> **Task instructions**
Could you give the number of lines in the entries below that contain the word "boulder"? Only the number is wanted.

> **Raw data**
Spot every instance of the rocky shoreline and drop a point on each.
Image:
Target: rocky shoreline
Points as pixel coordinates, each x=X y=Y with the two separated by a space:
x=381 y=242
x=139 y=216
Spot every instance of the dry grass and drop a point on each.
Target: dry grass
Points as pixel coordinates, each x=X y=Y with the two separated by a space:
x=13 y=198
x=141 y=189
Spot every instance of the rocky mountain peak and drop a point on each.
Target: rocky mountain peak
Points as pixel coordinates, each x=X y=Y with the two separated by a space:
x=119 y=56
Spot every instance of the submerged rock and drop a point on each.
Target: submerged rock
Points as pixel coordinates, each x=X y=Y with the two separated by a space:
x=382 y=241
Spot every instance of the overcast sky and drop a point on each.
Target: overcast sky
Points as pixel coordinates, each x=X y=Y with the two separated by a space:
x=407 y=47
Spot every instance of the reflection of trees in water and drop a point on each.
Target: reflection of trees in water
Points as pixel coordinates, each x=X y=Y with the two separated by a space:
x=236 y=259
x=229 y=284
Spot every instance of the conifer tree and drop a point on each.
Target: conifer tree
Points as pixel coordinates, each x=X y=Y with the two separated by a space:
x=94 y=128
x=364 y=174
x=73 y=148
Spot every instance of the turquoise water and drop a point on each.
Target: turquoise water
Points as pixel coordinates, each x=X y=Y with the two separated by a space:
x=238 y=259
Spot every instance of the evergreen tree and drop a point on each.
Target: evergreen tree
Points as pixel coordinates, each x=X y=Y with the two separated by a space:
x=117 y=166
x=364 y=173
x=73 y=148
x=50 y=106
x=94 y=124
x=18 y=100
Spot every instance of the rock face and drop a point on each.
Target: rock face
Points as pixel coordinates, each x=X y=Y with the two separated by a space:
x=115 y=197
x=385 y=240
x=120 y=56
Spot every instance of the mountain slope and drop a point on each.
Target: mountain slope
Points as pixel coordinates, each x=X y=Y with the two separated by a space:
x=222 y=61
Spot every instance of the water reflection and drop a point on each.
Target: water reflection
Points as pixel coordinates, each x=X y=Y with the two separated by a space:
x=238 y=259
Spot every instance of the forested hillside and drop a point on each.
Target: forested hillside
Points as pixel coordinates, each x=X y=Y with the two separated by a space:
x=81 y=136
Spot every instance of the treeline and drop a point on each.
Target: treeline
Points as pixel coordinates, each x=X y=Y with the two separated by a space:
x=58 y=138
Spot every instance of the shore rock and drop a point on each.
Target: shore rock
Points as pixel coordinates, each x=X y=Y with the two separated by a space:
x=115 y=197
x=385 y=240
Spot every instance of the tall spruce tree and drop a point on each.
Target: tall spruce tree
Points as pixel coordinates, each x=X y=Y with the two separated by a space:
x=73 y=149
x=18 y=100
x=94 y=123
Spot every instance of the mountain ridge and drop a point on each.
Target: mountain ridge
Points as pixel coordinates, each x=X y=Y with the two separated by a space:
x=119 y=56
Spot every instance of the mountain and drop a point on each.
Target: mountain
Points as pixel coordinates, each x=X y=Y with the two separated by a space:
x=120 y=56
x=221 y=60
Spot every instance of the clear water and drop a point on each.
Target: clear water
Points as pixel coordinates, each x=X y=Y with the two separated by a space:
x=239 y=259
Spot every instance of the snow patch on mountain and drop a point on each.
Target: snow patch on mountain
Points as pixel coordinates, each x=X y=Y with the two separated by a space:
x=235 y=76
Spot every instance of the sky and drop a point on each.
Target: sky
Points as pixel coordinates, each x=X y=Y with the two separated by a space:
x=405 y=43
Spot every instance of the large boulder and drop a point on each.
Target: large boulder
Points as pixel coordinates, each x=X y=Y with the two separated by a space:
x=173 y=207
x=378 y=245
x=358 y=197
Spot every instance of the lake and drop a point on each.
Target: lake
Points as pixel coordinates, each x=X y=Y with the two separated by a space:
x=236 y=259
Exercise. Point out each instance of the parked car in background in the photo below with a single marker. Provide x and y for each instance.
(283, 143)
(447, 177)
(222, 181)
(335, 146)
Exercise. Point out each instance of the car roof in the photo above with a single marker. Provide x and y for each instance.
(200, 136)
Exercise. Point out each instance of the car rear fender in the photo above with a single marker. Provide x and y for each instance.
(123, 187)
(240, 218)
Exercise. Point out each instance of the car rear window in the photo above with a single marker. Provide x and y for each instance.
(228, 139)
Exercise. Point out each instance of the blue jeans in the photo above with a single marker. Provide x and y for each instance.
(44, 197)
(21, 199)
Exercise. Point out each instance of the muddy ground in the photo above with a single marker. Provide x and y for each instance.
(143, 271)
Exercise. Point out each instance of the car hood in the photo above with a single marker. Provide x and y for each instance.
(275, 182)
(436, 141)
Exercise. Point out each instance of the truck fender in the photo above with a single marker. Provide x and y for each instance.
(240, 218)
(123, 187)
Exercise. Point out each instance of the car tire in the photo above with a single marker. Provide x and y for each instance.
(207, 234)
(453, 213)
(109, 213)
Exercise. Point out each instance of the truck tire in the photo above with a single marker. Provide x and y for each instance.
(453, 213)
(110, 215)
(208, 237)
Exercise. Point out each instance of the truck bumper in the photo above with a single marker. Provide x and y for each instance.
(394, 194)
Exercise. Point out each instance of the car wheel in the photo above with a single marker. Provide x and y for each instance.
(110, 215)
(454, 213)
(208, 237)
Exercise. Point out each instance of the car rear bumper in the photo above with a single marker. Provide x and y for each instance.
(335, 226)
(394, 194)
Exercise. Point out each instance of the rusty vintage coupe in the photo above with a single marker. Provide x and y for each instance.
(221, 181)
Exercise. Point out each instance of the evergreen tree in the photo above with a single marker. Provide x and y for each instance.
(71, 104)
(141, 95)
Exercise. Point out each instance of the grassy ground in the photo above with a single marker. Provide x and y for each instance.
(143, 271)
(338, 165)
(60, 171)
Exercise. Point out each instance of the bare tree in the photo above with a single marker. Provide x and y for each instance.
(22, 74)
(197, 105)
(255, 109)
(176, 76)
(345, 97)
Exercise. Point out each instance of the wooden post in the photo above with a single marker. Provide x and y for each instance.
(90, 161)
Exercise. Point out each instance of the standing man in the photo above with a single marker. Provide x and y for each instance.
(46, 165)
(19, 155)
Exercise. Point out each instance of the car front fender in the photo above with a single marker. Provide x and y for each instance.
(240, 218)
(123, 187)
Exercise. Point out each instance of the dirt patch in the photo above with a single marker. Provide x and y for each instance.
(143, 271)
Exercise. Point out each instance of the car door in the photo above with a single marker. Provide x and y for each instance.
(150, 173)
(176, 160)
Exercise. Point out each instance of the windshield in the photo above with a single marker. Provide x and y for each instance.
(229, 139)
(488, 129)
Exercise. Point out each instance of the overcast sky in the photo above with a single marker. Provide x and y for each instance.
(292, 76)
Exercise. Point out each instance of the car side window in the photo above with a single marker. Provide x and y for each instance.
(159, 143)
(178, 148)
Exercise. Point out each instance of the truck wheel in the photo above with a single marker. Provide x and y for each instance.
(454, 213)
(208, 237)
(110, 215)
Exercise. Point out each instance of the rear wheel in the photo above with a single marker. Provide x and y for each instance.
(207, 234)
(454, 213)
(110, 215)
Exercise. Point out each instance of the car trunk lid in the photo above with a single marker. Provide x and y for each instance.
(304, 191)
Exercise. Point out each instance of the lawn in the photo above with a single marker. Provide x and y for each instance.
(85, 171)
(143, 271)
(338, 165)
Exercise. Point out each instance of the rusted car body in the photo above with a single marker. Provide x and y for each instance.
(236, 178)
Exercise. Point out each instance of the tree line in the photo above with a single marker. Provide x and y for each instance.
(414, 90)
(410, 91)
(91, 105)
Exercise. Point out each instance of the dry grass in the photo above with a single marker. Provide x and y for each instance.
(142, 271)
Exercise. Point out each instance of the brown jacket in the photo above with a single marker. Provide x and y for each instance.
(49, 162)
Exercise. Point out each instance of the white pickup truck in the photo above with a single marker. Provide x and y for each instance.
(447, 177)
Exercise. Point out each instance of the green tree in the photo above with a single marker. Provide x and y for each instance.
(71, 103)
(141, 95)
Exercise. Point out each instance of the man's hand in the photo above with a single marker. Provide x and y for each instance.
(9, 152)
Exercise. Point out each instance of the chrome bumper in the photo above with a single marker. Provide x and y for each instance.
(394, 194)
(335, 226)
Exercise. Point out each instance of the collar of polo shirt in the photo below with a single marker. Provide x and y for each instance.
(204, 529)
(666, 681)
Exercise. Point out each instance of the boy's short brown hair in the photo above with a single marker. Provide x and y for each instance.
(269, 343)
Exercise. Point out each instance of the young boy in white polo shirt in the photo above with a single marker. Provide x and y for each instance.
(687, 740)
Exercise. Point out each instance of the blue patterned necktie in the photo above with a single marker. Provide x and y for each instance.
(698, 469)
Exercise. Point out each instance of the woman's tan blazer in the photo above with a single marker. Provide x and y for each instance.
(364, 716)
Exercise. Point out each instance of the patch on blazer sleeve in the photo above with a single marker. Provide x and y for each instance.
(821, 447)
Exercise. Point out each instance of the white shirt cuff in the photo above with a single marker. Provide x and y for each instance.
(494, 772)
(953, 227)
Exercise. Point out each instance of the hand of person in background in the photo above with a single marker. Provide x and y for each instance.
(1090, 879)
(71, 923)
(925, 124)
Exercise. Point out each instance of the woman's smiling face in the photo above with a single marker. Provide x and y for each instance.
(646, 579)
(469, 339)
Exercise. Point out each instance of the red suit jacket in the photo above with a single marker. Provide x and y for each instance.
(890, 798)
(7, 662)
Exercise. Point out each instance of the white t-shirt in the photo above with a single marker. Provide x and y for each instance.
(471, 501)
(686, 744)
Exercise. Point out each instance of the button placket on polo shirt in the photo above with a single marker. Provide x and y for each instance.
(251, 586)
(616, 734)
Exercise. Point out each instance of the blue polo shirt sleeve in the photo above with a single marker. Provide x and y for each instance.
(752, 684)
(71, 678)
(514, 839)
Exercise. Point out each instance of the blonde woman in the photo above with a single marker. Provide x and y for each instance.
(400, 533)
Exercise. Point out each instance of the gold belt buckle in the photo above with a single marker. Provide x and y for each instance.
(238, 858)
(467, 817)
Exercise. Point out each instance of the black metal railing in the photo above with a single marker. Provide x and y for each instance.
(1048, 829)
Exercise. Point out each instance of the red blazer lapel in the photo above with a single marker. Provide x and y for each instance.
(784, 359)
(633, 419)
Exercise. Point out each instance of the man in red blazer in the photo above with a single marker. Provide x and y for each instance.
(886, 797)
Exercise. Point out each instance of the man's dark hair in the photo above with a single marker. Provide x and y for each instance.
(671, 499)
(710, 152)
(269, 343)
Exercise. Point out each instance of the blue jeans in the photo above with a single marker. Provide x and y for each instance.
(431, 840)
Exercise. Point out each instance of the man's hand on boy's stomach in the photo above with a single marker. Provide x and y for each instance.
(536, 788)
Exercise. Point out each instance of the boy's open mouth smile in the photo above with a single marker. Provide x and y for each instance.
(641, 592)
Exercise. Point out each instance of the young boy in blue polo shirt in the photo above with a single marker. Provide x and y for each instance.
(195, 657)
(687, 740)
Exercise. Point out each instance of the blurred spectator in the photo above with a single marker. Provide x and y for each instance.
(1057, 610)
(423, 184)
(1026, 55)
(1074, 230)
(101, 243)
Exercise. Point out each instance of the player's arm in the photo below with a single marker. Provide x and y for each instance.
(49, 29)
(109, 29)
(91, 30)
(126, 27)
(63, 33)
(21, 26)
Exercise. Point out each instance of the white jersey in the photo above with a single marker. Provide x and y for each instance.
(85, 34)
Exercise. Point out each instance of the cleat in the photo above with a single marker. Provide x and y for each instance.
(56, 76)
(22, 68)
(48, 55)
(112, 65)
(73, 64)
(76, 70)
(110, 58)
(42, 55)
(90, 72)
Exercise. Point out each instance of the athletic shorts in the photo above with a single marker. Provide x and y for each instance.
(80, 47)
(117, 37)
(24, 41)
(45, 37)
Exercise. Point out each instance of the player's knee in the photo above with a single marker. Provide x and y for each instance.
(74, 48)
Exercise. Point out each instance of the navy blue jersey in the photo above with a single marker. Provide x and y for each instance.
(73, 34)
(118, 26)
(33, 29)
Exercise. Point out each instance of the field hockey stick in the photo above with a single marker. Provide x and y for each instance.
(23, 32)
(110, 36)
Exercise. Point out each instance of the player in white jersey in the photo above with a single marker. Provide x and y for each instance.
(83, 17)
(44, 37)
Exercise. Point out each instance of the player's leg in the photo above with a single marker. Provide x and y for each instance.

> **Output of the exercise**
2